*** INFORMATION GIVEN Section Begins ***

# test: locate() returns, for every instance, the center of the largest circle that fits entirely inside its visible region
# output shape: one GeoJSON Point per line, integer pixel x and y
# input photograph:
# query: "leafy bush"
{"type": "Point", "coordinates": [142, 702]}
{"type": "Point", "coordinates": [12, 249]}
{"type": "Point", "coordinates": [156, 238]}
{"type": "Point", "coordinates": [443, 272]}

*** INFORMATION GIVEN Section Ends ***

» **WHAT TO DO**:
Return all of the above records exactly, leaving no line out.

» **COMPLETED TASK**:
# test: locate() returns, for every instance, the center of the largest circle that fits entirely inside its visible region
# output shape: one GeoJSON Point per line, integer pixel x and y
# input photograph:
# query: "leafy bush"
{"type": "Point", "coordinates": [142, 702]}
{"type": "Point", "coordinates": [12, 249]}
{"type": "Point", "coordinates": [156, 238]}
{"type": "Point", "coordinates": [443, 272]}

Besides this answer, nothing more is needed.